Season
- Races: 3
- Start date: May 30
- End date: September 1

Awards
- National champion: Rex Mays
- Indianapolis 500 winner: Floyd Davis Mauri Rose

= 1941 AAA Championship Car season =

Auto racing season

The 1941 AAA Championship Car season consisted of three races, beginning in Speedway, Indiana on May 30 and concluding in Syracuse, New York on September 1. There was also one non-championship event held at Langhorne, Pennsylvania. The AAA National Champion was Rex Mays and the Indianapolis 500 co-winners were Floyd Davis and Mauri Rose - the second such occasion in history. The National Championship was not held again until 1946, due to World War II.

==Schedule and results==
All races running on Paved/Dirt Oval.

---

Short problem 1:
According to the 1941 racing season article, who was the AAA National Champion?
Short problem 2:
In the listing, render everything from the line containing "the distant horizon" down to the line containing "x=280, y=124" as a JSON list of strings, one string per line, skipping blank lines.
The 1941 racing season article has no connection to the listing that follows it.

---

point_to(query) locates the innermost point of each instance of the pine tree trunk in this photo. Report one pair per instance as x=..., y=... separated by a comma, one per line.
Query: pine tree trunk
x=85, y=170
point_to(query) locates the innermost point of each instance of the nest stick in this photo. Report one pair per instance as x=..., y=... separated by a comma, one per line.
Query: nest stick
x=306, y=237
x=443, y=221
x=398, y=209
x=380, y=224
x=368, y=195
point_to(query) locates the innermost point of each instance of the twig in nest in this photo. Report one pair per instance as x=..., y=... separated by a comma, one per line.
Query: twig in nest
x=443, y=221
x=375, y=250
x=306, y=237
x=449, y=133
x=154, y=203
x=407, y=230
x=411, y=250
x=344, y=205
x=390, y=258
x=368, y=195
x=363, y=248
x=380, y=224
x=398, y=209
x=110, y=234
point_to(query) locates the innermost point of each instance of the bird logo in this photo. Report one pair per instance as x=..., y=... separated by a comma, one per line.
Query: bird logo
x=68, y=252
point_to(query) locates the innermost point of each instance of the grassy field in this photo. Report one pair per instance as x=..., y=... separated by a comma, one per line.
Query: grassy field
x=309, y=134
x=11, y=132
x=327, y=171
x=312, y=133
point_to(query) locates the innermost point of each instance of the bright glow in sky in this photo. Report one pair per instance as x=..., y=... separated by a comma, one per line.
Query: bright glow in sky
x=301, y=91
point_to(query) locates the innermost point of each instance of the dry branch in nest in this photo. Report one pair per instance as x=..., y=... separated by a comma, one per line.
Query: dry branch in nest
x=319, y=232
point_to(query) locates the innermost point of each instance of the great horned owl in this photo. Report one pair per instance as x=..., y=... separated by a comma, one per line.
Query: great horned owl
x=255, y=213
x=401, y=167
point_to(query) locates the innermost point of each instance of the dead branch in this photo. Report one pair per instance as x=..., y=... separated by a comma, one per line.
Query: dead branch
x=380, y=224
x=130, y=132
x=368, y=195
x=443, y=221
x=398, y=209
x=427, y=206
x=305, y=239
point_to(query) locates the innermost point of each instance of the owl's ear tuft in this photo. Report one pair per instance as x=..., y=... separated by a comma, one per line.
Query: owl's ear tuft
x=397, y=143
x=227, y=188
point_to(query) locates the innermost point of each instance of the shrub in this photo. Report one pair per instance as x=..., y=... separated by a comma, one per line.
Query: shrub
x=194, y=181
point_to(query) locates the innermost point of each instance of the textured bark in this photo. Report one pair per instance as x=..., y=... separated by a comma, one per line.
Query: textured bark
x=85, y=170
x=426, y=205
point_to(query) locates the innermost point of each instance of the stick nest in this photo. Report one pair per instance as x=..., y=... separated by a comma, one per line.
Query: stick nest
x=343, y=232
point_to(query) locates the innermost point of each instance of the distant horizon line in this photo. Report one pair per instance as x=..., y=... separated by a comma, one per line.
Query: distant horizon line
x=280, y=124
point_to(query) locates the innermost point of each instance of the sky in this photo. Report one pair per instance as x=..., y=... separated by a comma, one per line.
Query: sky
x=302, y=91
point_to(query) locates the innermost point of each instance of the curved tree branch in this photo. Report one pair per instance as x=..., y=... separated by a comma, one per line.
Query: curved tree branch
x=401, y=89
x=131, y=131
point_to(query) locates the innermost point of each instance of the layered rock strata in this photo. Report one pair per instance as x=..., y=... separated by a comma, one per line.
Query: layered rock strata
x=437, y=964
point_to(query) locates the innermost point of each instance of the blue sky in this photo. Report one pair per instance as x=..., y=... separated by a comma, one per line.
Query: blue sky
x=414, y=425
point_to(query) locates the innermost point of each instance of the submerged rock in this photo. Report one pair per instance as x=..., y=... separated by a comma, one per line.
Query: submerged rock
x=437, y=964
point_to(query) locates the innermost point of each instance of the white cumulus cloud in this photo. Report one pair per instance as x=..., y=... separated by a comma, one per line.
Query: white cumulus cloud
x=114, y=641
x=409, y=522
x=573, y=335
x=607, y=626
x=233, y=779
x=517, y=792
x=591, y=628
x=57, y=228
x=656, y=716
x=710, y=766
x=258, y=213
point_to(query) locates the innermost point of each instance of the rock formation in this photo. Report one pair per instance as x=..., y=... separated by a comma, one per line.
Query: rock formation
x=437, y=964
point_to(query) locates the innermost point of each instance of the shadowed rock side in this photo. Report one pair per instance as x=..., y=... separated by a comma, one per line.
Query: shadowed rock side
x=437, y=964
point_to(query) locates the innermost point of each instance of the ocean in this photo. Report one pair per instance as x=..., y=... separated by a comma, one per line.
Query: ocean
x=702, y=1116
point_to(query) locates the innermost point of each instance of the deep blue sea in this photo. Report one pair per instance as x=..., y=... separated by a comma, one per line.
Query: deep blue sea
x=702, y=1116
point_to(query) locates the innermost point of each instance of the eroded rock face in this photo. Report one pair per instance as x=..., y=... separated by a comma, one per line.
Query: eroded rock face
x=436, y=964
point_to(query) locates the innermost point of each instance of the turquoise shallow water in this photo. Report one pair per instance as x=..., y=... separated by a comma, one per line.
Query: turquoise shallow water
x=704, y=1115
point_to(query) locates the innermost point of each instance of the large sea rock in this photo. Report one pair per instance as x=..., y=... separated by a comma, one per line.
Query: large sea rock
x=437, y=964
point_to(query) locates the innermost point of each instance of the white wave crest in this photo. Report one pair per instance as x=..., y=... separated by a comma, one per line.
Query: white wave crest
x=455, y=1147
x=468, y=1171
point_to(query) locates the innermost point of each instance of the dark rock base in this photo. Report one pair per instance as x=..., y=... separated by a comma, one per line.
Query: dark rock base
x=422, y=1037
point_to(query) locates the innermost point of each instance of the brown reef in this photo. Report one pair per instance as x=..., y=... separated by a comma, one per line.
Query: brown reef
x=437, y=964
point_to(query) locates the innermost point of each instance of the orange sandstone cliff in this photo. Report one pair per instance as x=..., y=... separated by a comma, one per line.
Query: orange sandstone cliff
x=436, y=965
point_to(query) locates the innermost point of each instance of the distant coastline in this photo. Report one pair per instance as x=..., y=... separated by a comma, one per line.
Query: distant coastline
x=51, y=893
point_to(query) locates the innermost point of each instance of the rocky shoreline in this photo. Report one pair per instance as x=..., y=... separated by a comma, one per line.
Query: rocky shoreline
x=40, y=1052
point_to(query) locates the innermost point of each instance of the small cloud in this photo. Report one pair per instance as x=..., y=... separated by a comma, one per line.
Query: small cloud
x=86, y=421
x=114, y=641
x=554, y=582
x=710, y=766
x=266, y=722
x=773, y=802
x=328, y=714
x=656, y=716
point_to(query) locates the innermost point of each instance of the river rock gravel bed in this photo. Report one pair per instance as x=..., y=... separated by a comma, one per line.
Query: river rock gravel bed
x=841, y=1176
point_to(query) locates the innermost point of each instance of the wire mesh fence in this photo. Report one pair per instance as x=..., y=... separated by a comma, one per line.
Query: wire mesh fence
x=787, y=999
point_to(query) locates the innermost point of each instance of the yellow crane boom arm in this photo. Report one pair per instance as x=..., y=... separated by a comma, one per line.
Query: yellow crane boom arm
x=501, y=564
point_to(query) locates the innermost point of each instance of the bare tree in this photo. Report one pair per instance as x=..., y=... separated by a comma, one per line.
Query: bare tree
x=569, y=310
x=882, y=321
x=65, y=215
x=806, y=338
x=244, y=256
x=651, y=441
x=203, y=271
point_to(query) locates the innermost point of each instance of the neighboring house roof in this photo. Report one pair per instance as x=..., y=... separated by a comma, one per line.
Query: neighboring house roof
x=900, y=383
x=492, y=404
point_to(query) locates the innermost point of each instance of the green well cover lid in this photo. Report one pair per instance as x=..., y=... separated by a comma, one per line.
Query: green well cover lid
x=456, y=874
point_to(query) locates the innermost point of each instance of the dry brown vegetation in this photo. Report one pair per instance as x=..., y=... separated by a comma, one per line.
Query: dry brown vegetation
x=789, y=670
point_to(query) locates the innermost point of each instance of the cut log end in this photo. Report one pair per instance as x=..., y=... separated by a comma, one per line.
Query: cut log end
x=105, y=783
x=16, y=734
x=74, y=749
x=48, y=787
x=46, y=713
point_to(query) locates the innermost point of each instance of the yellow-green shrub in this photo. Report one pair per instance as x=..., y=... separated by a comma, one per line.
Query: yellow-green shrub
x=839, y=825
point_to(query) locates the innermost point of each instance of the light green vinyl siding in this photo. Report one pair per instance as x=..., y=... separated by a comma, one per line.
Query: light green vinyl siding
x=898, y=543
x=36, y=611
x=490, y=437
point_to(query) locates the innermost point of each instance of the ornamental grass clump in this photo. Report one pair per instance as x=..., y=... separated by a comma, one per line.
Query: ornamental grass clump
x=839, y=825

---

Exercise result 1:
Rex Mays

Exercise result 2:
[
  "point_to(query) locates the innermost point of each instance of the distant horizon line in this photo. Report one pair per instance as x=..., y=... separated by a comma, one per line.",
  "Query: distant horizon line",
  "x=280, y=124"
]